Curry and…..?

How do you match a wine with the assertive spicy flavours of a curry?  Many would say, ‘don’t bother, have a beer instead’.  But what if, like my wife and I, you don’t enjoy beer?  Do you just stick to water?  In reality, it depends; there are countless different variations of the dish – not surprising when my dictionary says that the word ‘curry’ derives from an old Tamil word meaning ‘sauce’.  How many different sauces are there?  It must run into the thousands.  So, rather than dismissing the idea of wine with a curry, it’s important to check what flavours are in the particular dish and see if you can match them.

A good friend (and her cat!) invited us to dinner recently and told us that she would be cooking Prawn Rendang, a dish from Indonesia or Malaysia.  I had an idea that it was a sort of curry but didn’t know any more than that, nor which wine I might take to accompany it.  I checked some recipes; typically, the ingredients would include coconut milk, chillis, garlic, ginger, turmeric, lemon grass, tamarind paste and sugar.  The ginger, lemon grass and tamarind are all quite fragrant and, with our friend’s assurance that she would be gentle with the chillis (hot chilli flavours are definitely wine killers!), I decided to look for a white wine with some aromatic qualities to it.

Action item A:
For each statement about the wine and curry passage, state whether it agrees with the passage, giving yes or no together with the deciding words quoted from the passage. (i) The writer's dictionary traces the word "curry" to an old Tamil word meaning "sauce." (ii) The writer and the writer's wife enjoy beer. (iii) For the Prawn Rendang, the writer decided to look for a red wine.
Action item B:
Reproduce word for word the portion of the wine and curry passage starting at "Curry and…..?" and ending at "can match them.".

Dataset entries:
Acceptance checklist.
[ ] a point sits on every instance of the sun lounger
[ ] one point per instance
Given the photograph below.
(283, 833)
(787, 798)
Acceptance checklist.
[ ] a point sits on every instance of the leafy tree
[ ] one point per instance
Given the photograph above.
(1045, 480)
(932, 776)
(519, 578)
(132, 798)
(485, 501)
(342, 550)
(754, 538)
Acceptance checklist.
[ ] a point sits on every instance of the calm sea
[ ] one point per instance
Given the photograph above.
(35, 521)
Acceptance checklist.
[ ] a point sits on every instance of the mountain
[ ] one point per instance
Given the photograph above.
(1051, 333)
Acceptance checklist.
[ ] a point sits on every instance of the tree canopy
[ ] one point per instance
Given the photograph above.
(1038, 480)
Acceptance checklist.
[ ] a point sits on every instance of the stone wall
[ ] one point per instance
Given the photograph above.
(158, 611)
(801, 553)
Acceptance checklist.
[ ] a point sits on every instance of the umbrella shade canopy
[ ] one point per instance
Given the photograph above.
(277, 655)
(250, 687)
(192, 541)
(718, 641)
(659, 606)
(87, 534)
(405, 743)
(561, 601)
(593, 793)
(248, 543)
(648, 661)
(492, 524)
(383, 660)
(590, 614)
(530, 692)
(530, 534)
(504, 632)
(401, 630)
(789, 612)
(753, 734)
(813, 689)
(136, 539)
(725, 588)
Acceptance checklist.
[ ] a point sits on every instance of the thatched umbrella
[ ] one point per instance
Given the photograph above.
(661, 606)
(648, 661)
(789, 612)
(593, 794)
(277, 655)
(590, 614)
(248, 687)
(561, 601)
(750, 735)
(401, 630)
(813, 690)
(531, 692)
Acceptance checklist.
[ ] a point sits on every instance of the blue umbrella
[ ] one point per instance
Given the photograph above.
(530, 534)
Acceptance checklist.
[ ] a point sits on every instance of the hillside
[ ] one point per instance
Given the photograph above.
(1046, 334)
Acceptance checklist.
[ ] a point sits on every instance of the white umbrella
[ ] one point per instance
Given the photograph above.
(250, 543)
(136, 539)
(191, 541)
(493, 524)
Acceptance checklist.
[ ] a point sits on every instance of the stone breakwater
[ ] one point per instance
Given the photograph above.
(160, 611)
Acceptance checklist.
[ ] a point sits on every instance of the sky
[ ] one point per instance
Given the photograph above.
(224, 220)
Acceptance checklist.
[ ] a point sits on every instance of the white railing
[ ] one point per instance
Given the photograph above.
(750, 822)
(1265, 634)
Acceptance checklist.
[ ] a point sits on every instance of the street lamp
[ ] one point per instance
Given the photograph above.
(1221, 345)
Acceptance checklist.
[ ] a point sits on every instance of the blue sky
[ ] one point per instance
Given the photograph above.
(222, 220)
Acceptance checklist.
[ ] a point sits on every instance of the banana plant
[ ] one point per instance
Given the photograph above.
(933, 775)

Final answer A:
(i) Yes: "my dictionary says that the word ‘curry’ derives from an old Tamil word meaning ‘sauce’"
(ii) No: "But what if, like my wife and I, you don’t enjoy beer?"
(iii) No: "I decided to look for a white wine with some aromatic qualities to it."

Final answer B:
Curry and…..?

How do you match a wine with the assertive spicy flavours of a curry?  Many would say, ‘don’t bother, have a beer instead’.  But what if, like my wife and I, you don’t enjoy beer?  Do you just stick to water?  In reality, it depends; there are countless different variations of the dish – not surprising when my dictionary says that the word ‘curry’ derives from an old Tamil word meaning ‘sauce’.  How many different sauces are there?  It must run into the thousands.  So, rather than dismissing the idea of wine with a curry, it’s important to check what flavours are in the particular dish and see if you can match them.